DIRECTIONS | Update the data below by replacing each "one dot per instance" with "one dot per occurrence" and leaving every other part of the lines unchanged.

-------- ENTRIES PROVIDED

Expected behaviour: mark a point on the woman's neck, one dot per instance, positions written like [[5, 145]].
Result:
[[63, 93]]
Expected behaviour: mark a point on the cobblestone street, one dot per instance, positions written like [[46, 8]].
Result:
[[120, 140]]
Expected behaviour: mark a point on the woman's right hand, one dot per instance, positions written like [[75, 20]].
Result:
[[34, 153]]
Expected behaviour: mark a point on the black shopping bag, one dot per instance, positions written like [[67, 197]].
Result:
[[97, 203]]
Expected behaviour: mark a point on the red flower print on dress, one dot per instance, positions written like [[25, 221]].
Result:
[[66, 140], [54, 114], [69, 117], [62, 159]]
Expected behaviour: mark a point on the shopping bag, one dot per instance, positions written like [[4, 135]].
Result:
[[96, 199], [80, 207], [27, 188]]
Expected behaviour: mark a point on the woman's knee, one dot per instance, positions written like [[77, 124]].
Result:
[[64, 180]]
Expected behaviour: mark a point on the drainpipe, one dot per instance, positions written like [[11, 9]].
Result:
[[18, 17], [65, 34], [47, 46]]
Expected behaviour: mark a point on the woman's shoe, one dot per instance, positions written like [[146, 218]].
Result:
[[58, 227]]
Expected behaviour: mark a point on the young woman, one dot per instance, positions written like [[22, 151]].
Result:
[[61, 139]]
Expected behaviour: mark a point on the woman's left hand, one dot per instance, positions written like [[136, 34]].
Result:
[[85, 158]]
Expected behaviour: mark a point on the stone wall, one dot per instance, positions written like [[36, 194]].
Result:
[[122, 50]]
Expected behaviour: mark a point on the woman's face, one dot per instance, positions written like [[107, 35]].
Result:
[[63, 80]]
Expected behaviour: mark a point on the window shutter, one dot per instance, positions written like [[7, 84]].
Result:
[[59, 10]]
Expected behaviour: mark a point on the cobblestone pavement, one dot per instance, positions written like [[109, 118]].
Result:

----------------

OUTPUT |
Expected behaviour: mark a point on the woman's neck, one dot per occurrence, positions written like [[5, 145]].
Result:
[[63, 93]]
Expected behaviour: mark a point on the cobblestone street, one dot per occurrence, positions written like [[46, 8]].
Result:
[[120, 140]]
Expected behaviour: mark a point on the woman's right hand, one dot per occurrence, positions written like [[75, 20]].
Result:
[[34, 153]]
Expected behaviour: mark a point on the black shopping bag, one dot per occurrence, positions written like [[67, 197]].
Result:
[[97, 203]]
Expected behaviour: mark a point on the red flower print on dress, one dot per occurrence, positions written like [[25, 221]].
Result:
[[66, 140], [54, 114], [69, 117], [62, 159]]
Expected behaviour: mark a point on the shopping bag, one dot per occurrence, positions written like [[4, 135]].
Result:
[[96, 199], [80, 207], [27, 188]]
Expected behaviour: mark a point on the woman's knee, one dot per occurrence, positions written like [[77, 124]].
Result:
[[64, 180]]
Expected behaviour: mark a point on the drainpipe, one dot per occurrence, positions written like [[11, 9]].
Result:
[[18, 17], [65, 34], [47, 46]]
Expected behaviour: mark a point on the woman's shoe, one dot per occurrence, positions written like [[146, 218]].
Result:
[[58, 227]]
Expected behaviour: mark a point on the young woman, one dot per occurrence, positions written like [[22, 151]].
Result:
[[61, 139]]
Expected behaviour: mark a point on the woman's left hand, one dot per occurrence, positions written like [[136, 34]].
Result:
[[85, 158]]
Expected behaviour: mark a point on the stone wall, one dot per occurrence, positions written like [[36, 194]].
Result:
[[122, 50]]
Expected behaviour: mark a point on the woman's face, one dot per occurrence, positions written like [[107, 35]].
Result:
[[63, 80]]
Expected behaviour: mark a point on the window shutter, one dot per occurrence, positions written like [[7, 84]].
Result:
[[59, 10]]
Expected behaviour: mark a point on the cobblestone pavement, one dot per occurrence, positions written like [[109, 118]].
Result:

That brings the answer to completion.